THE PEOPLE, PLAINTIFF AND RESPONDENT,
v.
SCOTT MATTHEW CALESTINI, DEFENDANT AND APPELLANT.



(Super. Ct. No. CRBF09-1852)

The opinion of the court was delivered by: Blease, Acting P. J.

P. v. Calestini CA3

NOT TO BE PUBLISHED

California Rules of Court, rule 8.1115(a), prohibits courts and parties from citing or relying on opinions not certified for publication or ordered published, except as specified by rule 8.1115(b). This opinion has not been certified for publication or ordered published for purposes of rule 8.1115.

Following his plea of guilty to voluntary manslaughter and his admission to personal use of a knife, defendant Scott Matthew Calestini appeals the sentence imposed. He contends the trial court failed to separately list each penalty imposed, and that the $170 laboratory analysis fee and the $170 drug program fee were unauthorized. We shall strike the unauthorized fees and shall affirm the judgment in all other respects.*fn1

FACTUAL AND PROCEDURAL BACKGROUND

A detailed recitation of the facts and circumstances is unnecessary for the disposition of this appeal. Briefly summarized, defendant and the victim, John Alexander, were partners in a marijuana cultivation enterprise conducted on defendant's property. During a fight, defendant stabbed and killed Alexander. Defendant was on misdemeanor probation for possession of marijuana (Health & Saf. Code, § 11357, subd. (c)) in case number 07-2112 at the time of the crime.

· · · · ·

- _STATED EXERCISE A_
State how many lines of the records contain the string "column", treating uppercase and lowercase letters as different. Give only the number.

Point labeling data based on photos
· · · · ·

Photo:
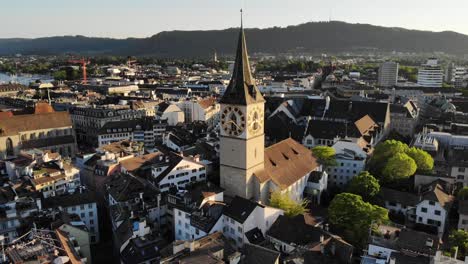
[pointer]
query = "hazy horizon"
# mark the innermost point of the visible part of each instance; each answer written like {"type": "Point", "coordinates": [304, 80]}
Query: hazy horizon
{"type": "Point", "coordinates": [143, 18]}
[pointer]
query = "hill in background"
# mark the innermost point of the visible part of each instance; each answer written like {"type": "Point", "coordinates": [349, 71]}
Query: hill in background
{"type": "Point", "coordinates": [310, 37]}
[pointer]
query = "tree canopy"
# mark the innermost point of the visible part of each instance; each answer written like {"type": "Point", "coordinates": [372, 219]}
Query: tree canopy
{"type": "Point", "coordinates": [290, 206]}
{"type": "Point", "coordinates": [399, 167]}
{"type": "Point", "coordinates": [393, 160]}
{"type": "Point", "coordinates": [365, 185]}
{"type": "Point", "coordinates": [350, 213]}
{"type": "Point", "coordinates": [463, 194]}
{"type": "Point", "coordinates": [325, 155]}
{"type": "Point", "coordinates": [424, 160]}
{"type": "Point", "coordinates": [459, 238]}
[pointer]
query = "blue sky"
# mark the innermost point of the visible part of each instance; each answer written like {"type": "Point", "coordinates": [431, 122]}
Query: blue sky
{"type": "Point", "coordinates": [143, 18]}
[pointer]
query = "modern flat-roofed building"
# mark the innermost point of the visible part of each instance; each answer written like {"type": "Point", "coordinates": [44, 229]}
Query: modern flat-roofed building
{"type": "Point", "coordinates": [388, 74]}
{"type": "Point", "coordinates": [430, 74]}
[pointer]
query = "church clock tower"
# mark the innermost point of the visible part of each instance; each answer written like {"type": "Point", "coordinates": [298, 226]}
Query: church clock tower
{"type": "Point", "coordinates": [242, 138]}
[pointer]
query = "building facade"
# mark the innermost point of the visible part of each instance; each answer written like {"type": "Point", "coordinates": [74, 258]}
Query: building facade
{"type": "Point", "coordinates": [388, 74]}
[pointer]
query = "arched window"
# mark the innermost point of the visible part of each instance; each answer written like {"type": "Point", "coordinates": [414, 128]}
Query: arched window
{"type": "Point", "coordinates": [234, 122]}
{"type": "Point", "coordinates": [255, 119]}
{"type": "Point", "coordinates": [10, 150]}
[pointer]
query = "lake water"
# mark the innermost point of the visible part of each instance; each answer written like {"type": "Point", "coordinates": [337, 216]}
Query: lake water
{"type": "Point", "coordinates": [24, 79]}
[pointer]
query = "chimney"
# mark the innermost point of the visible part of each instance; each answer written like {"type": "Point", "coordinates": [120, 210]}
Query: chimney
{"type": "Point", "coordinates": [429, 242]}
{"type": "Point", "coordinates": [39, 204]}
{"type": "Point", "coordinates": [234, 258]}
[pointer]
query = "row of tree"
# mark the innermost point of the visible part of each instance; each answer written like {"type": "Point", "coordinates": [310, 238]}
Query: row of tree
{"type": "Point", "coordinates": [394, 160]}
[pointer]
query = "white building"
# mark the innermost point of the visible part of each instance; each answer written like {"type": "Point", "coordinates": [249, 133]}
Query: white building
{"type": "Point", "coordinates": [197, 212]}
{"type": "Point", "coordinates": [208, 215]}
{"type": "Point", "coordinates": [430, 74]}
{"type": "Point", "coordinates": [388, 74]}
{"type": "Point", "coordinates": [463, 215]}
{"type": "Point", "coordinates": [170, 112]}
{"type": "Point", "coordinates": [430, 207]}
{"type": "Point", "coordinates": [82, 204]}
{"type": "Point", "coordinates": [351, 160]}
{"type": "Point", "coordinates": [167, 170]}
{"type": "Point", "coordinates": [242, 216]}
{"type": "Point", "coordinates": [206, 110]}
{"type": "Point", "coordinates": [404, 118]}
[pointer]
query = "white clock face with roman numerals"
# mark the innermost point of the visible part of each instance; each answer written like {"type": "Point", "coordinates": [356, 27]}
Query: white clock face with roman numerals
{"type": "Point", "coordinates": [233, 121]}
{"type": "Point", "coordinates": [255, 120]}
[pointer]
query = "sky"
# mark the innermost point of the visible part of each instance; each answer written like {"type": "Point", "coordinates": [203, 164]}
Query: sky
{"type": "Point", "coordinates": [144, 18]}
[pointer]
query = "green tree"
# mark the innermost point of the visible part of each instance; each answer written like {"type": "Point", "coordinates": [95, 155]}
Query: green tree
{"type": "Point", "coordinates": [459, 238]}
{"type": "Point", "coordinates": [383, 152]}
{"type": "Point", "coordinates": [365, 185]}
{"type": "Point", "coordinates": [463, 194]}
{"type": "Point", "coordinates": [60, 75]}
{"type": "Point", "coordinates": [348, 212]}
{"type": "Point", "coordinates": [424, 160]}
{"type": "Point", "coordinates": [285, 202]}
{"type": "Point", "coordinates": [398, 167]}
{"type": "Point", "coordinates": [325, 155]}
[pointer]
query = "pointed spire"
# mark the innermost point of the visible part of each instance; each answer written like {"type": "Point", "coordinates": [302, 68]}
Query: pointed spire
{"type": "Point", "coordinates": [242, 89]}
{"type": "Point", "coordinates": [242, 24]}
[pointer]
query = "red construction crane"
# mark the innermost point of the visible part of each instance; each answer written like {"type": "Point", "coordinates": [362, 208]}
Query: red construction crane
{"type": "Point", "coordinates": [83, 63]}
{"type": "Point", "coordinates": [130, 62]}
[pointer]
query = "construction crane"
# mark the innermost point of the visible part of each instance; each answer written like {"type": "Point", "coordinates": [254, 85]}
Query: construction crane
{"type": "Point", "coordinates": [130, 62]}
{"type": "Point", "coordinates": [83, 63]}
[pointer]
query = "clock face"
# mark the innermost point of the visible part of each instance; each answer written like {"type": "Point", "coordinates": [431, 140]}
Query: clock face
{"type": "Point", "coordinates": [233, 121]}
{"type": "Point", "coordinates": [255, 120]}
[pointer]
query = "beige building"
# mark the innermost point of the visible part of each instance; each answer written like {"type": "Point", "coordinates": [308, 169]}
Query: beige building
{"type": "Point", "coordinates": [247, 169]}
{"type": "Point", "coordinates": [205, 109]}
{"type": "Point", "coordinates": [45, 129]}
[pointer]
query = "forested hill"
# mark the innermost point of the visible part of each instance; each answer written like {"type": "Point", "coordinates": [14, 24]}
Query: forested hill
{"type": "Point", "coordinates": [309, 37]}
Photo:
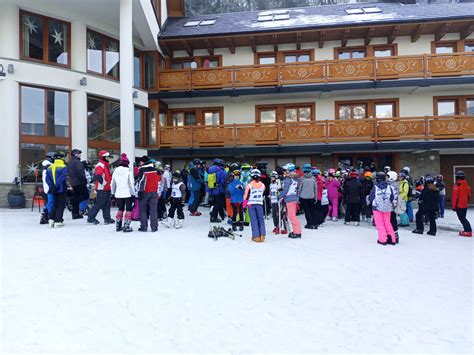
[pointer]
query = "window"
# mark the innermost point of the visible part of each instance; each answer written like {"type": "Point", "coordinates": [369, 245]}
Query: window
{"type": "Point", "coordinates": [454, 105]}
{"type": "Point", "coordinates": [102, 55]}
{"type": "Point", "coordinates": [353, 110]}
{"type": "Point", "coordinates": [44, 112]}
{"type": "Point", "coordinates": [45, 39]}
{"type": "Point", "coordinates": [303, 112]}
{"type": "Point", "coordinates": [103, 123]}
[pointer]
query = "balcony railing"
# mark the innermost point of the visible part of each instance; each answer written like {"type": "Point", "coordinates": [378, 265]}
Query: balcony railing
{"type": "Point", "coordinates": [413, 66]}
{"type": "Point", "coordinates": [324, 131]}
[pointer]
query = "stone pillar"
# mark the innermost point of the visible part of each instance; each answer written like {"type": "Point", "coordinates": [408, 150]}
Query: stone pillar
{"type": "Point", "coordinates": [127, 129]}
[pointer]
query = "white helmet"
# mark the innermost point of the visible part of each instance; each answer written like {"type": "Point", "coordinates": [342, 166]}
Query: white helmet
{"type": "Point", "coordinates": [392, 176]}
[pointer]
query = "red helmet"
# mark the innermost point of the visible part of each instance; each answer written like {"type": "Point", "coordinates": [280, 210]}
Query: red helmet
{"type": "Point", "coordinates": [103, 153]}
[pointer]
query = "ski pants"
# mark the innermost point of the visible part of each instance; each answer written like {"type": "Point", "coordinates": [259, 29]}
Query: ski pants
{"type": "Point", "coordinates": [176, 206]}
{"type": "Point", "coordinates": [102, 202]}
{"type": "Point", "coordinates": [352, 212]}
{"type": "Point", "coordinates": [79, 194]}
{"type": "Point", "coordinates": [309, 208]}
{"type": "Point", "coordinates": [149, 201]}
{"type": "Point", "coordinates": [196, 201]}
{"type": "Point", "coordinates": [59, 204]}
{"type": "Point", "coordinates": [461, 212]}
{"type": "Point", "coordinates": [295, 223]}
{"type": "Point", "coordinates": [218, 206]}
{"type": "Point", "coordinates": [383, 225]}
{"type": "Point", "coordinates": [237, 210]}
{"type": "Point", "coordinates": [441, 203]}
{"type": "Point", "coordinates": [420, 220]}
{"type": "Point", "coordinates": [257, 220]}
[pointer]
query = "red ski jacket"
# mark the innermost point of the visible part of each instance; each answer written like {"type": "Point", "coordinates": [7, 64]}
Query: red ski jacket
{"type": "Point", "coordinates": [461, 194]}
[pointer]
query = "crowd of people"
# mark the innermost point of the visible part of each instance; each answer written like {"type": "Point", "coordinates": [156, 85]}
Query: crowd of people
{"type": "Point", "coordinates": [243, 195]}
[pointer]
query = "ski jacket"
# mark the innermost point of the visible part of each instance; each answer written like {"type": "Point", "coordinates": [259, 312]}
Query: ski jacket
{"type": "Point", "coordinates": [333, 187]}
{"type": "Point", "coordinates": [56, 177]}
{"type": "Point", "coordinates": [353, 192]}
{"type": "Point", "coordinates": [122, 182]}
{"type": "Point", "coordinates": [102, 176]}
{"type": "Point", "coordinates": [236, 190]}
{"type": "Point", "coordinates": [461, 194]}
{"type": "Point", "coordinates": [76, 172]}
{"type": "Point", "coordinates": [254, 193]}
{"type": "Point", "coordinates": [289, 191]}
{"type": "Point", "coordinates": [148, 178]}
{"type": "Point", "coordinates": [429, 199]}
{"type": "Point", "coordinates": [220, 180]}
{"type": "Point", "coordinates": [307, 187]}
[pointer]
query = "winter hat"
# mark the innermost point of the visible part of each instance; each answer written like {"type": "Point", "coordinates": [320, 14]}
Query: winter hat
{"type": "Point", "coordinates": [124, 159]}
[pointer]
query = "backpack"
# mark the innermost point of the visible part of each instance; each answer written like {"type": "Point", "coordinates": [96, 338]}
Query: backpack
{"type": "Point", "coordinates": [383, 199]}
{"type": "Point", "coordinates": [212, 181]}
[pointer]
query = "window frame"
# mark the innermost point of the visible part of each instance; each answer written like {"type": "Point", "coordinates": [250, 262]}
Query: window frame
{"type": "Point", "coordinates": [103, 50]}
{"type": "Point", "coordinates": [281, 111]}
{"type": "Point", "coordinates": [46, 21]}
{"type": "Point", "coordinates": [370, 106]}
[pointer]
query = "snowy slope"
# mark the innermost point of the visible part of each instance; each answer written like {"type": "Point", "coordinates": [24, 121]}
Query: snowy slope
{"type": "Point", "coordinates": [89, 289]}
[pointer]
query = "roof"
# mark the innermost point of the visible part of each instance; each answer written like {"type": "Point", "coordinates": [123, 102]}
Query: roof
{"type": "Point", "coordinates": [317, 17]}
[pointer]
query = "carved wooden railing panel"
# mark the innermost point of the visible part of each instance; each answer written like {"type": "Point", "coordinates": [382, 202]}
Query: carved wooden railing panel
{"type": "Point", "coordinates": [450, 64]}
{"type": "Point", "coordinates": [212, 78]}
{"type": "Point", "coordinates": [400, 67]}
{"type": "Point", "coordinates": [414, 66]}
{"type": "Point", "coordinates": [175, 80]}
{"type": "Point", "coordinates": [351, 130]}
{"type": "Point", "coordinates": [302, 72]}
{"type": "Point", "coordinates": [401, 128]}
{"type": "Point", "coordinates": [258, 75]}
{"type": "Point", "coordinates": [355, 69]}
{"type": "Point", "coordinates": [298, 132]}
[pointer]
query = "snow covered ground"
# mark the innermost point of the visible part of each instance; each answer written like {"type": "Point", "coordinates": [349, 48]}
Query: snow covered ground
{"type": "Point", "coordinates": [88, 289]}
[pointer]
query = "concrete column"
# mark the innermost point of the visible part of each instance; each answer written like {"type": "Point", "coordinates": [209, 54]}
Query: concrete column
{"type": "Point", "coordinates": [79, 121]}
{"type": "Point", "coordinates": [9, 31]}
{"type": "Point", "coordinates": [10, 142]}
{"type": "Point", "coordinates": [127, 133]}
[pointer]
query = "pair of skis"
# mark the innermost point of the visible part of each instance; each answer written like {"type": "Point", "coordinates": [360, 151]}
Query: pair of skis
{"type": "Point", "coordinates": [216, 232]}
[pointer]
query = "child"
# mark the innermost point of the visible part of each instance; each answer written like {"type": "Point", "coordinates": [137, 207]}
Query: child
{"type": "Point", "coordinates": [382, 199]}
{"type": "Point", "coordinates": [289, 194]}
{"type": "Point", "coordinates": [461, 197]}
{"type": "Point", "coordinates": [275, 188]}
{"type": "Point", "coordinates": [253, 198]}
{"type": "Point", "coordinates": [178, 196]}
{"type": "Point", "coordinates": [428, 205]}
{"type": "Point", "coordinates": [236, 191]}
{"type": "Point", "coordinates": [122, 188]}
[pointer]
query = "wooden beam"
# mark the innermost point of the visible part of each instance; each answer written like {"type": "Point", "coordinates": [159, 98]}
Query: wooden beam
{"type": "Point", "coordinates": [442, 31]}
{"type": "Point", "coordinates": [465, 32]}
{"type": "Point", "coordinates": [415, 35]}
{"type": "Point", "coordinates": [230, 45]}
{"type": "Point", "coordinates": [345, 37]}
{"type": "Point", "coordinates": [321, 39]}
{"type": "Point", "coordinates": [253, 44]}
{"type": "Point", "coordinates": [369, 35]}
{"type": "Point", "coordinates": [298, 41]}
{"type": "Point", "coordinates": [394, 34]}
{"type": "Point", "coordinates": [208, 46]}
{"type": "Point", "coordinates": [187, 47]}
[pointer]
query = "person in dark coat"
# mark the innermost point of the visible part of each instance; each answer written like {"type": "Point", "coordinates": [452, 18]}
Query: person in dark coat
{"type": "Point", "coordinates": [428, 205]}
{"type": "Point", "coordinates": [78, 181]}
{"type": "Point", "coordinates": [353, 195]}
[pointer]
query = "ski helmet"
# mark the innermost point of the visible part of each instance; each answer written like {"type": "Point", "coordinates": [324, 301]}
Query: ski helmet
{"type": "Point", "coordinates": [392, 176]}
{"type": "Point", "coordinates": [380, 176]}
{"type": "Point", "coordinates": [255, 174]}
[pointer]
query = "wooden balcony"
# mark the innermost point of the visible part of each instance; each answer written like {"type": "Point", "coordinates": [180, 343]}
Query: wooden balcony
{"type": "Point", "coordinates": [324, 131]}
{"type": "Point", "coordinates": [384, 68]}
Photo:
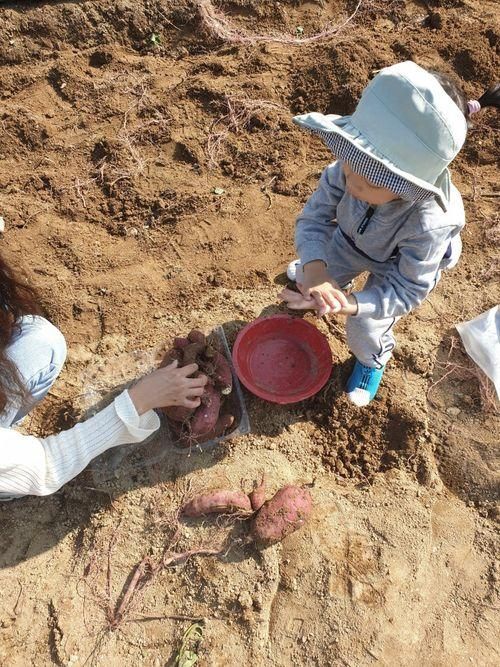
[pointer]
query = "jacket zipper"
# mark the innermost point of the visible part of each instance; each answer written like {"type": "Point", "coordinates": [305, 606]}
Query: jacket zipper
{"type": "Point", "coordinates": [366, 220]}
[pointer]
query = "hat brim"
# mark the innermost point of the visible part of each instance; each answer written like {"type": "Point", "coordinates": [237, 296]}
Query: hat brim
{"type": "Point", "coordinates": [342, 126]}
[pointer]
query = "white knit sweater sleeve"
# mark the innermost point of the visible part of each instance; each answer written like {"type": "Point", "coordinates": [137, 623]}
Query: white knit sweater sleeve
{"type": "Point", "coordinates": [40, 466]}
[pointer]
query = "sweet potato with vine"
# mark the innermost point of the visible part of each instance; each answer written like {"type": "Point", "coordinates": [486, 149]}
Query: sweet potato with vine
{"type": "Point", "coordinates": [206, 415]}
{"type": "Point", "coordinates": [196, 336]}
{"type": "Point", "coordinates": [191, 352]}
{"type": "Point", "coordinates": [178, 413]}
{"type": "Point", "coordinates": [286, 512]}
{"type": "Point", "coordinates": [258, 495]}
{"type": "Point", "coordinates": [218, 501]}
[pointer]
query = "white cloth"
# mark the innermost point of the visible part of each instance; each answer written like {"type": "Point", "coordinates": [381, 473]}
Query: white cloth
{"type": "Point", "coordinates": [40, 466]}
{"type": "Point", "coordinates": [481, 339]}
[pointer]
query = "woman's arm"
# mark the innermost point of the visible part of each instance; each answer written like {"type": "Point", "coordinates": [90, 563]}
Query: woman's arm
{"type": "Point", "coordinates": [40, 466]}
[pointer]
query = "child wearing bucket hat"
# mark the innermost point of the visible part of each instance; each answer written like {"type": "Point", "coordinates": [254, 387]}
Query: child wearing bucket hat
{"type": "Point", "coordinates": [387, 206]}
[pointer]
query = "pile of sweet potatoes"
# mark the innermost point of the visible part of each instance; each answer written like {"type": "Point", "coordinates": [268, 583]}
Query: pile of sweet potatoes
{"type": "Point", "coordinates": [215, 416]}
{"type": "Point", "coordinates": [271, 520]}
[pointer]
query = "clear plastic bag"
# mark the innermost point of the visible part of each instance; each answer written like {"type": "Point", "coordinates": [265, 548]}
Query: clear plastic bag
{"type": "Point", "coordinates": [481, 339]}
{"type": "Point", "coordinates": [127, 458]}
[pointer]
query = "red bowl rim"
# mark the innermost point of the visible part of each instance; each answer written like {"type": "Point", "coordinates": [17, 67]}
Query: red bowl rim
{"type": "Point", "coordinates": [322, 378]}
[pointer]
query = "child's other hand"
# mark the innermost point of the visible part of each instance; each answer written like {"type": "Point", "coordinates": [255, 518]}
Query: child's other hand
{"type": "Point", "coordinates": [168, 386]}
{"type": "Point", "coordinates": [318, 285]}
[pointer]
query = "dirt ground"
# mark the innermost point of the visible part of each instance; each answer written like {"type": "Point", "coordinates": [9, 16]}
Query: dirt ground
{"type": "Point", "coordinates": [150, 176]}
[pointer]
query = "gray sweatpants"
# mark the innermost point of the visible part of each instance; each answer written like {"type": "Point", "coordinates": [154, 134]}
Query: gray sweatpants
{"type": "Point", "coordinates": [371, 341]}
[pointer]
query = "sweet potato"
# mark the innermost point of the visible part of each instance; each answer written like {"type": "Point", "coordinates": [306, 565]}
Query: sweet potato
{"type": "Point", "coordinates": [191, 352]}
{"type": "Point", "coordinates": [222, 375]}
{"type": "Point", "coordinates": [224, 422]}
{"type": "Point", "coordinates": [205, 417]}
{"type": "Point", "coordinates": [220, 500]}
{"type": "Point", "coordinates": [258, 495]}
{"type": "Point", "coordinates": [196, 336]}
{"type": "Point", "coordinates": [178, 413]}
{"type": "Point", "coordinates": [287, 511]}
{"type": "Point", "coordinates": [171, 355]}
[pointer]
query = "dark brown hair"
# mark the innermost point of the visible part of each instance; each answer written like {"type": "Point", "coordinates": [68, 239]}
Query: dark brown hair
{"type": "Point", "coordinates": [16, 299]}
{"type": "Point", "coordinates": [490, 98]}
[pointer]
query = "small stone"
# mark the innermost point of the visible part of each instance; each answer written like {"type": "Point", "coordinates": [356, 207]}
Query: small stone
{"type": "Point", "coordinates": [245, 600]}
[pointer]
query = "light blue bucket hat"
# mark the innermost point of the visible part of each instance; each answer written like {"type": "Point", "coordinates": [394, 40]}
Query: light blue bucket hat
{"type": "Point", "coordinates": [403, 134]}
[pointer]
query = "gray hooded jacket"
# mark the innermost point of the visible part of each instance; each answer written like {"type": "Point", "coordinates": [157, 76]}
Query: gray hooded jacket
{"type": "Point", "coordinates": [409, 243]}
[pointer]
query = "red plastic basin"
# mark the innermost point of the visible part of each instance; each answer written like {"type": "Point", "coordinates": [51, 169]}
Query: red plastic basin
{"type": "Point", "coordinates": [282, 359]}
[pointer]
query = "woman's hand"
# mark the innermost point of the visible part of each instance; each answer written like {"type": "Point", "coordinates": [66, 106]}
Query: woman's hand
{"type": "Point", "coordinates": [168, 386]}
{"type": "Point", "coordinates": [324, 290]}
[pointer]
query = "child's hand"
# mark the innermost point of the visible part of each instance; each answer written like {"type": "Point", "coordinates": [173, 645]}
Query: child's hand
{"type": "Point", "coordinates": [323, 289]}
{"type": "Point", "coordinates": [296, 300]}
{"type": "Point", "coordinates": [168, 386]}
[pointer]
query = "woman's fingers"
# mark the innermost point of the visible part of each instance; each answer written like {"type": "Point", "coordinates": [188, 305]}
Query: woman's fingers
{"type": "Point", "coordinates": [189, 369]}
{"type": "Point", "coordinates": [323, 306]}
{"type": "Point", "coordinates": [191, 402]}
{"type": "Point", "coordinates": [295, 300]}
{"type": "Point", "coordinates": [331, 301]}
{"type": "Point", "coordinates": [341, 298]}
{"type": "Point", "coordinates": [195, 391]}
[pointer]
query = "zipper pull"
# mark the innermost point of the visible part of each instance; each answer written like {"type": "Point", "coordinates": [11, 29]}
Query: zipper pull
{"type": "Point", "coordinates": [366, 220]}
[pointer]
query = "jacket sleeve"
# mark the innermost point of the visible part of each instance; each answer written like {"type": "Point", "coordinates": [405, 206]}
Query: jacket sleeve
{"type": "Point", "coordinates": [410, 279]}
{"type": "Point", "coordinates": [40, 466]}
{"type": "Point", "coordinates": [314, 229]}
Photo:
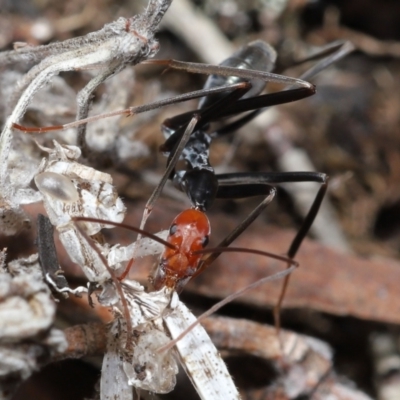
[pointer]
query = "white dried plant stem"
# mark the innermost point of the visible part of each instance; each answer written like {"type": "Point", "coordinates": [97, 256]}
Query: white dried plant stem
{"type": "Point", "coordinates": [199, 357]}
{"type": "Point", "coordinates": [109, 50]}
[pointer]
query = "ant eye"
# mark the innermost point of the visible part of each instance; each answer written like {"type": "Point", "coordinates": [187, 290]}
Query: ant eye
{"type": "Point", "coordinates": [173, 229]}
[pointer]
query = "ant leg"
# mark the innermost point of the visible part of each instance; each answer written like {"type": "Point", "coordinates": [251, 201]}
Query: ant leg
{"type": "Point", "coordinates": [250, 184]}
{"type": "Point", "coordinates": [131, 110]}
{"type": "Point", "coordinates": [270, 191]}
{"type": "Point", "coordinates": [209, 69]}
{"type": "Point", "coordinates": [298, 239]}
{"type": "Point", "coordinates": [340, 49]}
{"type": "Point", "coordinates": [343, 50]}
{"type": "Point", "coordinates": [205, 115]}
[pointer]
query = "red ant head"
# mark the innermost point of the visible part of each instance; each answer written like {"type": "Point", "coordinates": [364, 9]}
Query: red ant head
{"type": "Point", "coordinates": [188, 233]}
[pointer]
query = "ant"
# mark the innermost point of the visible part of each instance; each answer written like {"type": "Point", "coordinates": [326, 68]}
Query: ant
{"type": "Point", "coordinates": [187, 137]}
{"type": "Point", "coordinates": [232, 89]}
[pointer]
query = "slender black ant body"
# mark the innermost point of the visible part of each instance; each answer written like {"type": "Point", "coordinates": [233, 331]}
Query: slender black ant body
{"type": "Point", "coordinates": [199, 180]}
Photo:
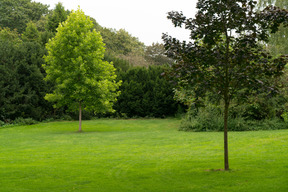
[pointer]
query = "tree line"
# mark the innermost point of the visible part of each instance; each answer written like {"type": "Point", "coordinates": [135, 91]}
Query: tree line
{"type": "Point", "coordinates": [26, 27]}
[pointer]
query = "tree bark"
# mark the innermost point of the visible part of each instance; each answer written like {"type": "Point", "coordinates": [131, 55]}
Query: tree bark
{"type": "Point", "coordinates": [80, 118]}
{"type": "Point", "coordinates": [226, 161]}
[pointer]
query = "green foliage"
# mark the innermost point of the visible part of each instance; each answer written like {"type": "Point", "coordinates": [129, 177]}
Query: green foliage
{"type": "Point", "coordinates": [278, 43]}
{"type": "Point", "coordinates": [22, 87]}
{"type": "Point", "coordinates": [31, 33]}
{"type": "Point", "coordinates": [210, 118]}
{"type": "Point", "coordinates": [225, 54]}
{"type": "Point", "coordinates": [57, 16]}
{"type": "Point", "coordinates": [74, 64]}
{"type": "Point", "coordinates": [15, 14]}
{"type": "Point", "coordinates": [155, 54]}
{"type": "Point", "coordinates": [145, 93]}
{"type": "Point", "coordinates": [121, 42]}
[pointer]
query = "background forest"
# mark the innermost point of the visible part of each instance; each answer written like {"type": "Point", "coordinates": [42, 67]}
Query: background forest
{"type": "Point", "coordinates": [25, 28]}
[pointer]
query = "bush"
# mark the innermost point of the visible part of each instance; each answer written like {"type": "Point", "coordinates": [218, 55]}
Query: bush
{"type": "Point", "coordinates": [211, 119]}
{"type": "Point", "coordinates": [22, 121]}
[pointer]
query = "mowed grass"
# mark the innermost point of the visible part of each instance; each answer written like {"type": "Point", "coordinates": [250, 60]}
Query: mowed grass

· · · · ·

- _STATED EXERCISE B_
Copy a passage from the court opinion, starting at the words "P. v. Calestini" and ending after the words "of rule 8.1115.".

- _TASK SOLUTION A_
2

- _TASK SOLUTION B_
P. v. Calestini CA3

NOT TO BE PUBLISHED

California Rules of Court, rule 8.1115(a), prohibits courts and parties from citing or relying on opinions not certified for publication or ordered published, except as specified by rule 8.1115(b). This opinion has not been certified for publication or ordered published for purposes of rule 8.1115.